Excerpt –
>>>

Thinking Out Loud

March 11, 2013

Digital Hoarding in the 21st Century

Filed under: parenting, technology — Tags: , — paulthinkingoutloud @ 7:03 am

More than two decades ago I was a somewhat wandering youth speaker. Usually I spoke about music and music-related cultural issues. But once in awhile I hauled out a talk about how materialism is a type of surrogate religion for many people; how we draw strength in what we own, what we possess. I spoke about how most of us are driven by our passions, our positions and our possessions.  (Unrelated information: I am still available for bookings for your youth group.) (Trying too hard: Or speak to your seniors group, I’m no longer picky.)

<<<

Data extract –
>>>

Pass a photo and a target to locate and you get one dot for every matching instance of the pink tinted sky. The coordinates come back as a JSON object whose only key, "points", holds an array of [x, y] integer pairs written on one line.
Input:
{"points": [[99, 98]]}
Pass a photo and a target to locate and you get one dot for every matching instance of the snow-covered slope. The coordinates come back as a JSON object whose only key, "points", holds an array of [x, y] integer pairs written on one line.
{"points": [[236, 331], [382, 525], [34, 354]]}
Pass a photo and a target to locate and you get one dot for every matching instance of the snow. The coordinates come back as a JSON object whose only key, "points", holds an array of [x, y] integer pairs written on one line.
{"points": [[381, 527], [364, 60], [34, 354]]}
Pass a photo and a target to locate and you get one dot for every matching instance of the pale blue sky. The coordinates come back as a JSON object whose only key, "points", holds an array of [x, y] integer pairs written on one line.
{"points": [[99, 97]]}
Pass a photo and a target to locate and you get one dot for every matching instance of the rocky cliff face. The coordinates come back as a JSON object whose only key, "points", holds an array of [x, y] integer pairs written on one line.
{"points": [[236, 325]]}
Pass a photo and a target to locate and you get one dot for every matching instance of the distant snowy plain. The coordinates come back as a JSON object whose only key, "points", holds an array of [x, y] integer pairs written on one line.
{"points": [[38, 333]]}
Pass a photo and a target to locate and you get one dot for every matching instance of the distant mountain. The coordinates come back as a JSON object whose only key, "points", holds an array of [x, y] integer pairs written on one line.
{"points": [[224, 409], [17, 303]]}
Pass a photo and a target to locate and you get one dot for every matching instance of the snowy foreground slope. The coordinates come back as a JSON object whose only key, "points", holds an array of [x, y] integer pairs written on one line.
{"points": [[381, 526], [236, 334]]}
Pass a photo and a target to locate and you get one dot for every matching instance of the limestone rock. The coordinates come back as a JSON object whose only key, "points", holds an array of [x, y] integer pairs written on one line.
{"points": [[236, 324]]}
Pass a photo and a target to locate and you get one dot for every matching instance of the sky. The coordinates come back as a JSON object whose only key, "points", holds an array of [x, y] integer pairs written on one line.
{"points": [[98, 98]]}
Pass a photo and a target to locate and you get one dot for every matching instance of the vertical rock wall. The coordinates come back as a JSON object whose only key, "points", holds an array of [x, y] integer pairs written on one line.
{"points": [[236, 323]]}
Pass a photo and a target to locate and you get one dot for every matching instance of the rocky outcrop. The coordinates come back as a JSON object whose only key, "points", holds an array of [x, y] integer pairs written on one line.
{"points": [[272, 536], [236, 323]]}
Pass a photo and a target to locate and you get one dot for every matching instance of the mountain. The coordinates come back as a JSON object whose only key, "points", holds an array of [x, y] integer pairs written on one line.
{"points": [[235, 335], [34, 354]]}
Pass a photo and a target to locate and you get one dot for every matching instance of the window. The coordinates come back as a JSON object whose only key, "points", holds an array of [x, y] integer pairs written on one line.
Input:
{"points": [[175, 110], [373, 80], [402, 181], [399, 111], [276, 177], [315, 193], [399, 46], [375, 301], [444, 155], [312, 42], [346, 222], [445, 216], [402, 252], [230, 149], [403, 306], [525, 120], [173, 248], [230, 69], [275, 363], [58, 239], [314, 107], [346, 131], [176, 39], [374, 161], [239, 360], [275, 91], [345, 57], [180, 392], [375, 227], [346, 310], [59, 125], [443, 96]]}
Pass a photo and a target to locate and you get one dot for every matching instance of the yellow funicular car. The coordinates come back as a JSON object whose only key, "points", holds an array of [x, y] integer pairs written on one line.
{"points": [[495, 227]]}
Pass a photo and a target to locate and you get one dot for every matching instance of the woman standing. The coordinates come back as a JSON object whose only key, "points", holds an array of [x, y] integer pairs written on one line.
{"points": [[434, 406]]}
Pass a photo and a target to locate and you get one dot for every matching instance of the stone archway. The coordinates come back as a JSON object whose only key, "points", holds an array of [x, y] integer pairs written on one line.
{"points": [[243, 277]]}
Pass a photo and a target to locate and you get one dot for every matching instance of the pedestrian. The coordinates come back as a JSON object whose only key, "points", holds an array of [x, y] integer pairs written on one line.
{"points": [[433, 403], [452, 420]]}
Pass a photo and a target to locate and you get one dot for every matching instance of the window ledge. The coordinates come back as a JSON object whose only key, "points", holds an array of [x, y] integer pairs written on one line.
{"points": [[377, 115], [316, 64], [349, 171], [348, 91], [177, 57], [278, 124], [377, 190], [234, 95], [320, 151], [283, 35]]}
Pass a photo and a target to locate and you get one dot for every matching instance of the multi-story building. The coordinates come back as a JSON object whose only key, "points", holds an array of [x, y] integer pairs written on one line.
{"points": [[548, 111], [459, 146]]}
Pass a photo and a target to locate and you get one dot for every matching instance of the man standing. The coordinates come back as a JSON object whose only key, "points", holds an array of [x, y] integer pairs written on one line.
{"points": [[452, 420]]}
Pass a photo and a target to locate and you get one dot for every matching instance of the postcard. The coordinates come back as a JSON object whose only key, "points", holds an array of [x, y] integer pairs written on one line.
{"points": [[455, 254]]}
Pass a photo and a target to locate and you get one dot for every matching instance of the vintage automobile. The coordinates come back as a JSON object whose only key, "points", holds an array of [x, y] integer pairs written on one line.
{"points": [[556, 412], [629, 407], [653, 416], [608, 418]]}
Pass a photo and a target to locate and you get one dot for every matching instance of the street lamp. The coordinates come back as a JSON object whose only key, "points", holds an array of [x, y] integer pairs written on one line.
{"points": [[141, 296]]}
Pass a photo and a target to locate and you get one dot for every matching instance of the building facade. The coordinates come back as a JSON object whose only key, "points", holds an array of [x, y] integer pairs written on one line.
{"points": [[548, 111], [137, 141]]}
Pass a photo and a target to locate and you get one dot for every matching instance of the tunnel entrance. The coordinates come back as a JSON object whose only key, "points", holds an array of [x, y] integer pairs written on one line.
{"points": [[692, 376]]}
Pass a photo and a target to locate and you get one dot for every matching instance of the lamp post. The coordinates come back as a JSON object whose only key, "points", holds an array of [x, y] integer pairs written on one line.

<<<

Stated goal A – Extract every line of the entries that contains the word "lamp".
Stated goal B – Continue the post on digital hoarding, starting after its last sentence.

Exercise answer A –
Pass a photo and a target to locate and you get one dot for every matching instance of the street lamp. The coordinates come back as a JSON object whose only key, "points", holds an array of [x, y] integer pairs written on one line.
Pass a photo and a target to locate and you get one dot for every matching instance of the lamp post. The coordinates come back as a JSON object whose only key, "points", holds an array of [x, y] integer pairs written on one line.

Exercise answer B –
Then I would quote a statistic that was relevant at the time that one of the biggest growth industries for small business was personal storage lockers. Comedian George Carlin was doing a routine called “A Place for my Stuff.” People whose basements and garages were full of stuff were looking for places to store more stuff, and the places began popping up anywhere an entrepreneur could find available real estate.  (Full disclaimer: We have been paying for storage for the last couple of years for some of my parents’ furnishings, and have essentially paid out more than any of their stuff is worth.) (Further disclaimer: The word couple was used loosely in the preceding sentence.)

I am not a total pack rat — in the sense that I know other people who are worse — but I have avoided watching the TV show Hoarders, just in case any of it resonates too greatly. You know… like people who avoid going to church in case they should fall under conviction. (Possible connection: People who pretend to be sick on the final night of church camp lest they be struck by an overwhelming desire to confess to something.) (Actual fact: Some of us enjoyed campfire night solely because people confessed to things.) (However: No amount of singing the guitar version of ‘Just as I Am’ would get my friend Wayne to confess he kissed Dawn outside the girls’ cabins.) (Significance of previous sentence: I had a huge crush on Dawn. We all did.)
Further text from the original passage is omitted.